• TASK REQUIREMENTS:
Within the records below, find each line with the word "doorway" and copy it out.
** TASK INPUT follows **
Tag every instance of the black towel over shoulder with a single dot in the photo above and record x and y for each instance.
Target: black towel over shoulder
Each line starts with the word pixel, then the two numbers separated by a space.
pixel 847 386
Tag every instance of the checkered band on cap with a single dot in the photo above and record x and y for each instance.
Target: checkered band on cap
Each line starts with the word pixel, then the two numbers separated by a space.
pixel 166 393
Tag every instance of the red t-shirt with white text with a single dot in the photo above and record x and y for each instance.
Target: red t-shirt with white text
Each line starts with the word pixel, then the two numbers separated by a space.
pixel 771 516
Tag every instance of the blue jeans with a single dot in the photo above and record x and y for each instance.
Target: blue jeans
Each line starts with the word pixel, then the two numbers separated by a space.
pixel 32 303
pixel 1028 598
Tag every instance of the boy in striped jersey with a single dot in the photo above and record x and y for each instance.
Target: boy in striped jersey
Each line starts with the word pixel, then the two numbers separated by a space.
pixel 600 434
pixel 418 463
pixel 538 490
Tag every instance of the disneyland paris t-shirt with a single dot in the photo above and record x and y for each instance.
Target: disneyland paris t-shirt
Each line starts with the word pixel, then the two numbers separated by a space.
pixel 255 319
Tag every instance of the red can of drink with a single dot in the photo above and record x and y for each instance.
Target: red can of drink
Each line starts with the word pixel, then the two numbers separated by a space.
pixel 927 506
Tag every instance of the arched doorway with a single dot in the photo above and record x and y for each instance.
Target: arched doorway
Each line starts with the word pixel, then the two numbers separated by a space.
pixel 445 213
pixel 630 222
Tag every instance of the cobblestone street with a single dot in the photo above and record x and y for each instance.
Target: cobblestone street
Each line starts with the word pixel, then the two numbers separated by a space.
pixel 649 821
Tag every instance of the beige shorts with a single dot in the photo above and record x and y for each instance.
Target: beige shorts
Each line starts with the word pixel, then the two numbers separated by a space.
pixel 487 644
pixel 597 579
** End of TASK INPUT **
• ANSWER FOR THIS EXERCISE:
Tag every instance of the arched doorway with a single dot in the photo above and record x and y for each instance.
Target: arched doorway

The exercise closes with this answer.